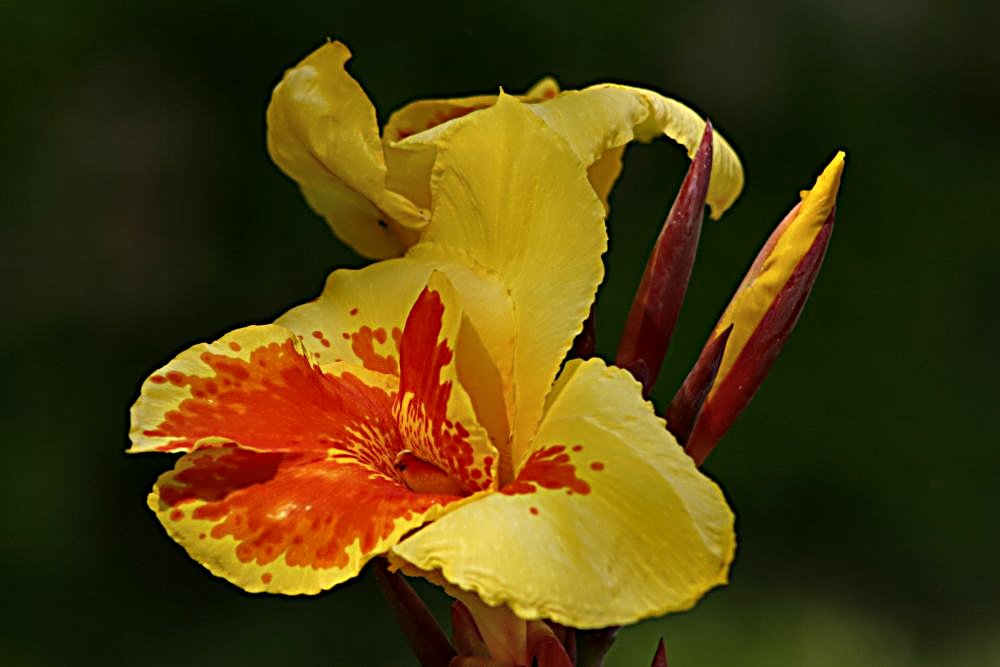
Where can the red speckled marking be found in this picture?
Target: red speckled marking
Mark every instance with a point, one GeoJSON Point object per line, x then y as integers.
{"type": "Point", "coordinates": [318, 335]}
{"type": "Point", "coordinates": [548, 468]}
{"type": "Point", "coordinates": [312, 476]}
{"type": "Point", "coordinates": [363, 344]}
{"type": "Point", "coordinates": [306, 509]}
{"type": "Point", "coordinates": [422, 403]}
{"type": "Point", "coordinates": [278, 401]}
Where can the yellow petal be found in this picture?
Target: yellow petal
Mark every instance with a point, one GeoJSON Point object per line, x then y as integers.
{"type": "Point", "coordinates": [607, 523]}
{"type": "Point", "coordinates": [775, 264]}
{"type": "Point", "coordinates": [603, 118]}
{"type": "Point", "coordinates": [511, 197]}
{"type": "Point", "coordinates": [410, 136]}
{"type": "Point", "coordinates": [323, 133]}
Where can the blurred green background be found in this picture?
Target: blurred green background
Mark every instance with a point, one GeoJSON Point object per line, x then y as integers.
{"type": "Point", "coordinates": [141, 213]}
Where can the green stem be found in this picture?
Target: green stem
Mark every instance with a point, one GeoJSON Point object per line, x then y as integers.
{"type": "Point", "coordinates": [419, 626]}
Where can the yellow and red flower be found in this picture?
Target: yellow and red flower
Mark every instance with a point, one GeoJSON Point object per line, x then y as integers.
{"type": "Point", "coordinates": [420, 408]}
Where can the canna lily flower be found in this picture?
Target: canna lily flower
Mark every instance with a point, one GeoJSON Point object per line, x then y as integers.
{"type": "Point", "coordinates": [420, 408]}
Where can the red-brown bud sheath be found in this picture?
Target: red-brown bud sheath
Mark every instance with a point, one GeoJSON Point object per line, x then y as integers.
{"type": "Point", "coordinates": [419, 626]}
{"type": "Point", "coordinates": [687, 402]}
{"type": "Point", "coordinates": [660, 659]}
{"type": "Point", "coordinates": [657, 303]}
{"type": "Point", "coordinates": [748, 371]}
{"type": "Point", "coordinates": [765, 308]}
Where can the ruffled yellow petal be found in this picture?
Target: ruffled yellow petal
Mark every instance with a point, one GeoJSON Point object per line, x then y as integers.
{"type": "Point", "coordinates": [323, 133]}
{"type": "Point", "coordinates": [411, 134]}
{"type": "Point", "coordinates": [599, 120]}
{"type": "Point", "coordinates": [510, 197]}
{"type": "Point", "coordinates": [608, 521]}
{"type": "Point", "coordinates": [422, 115]}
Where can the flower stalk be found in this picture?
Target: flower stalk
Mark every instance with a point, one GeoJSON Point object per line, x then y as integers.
{"type": "Point", "coordinates": [419, 627]}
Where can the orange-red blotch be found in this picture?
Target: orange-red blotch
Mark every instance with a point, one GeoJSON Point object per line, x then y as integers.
{"type": "Point", "coordinates": [278, 401]}
{"type": "Point", "coordinates": [301, 508]}
{"type": "Point", "coordinates": [424, 477]}
{"type": "Point", "coordinates": [363, 344]}
{"type": "Point", "coordinates": [549, 468]}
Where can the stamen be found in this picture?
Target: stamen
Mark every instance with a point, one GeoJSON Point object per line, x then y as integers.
{"type": "Point", "coordinates": [423, 477]}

## EXERCISE DETAILS
Look through the material above and print exactly the lines from the one containing "Where can the canna" to the one containing "Target: red-brown bud sheath", both included, and nothing more.

## EXERCISE ANSWER
Where can the canna lily flower be found in this picture?
Target: canna lily flower
Mark every instance with a point, one GeoJSON Point object per line, x then y as integers.
{"type": "Point", "coordinates": [420, 408]}
Where can the red-brown bud sheath be found in this picture?
Target: red-brown bud sheath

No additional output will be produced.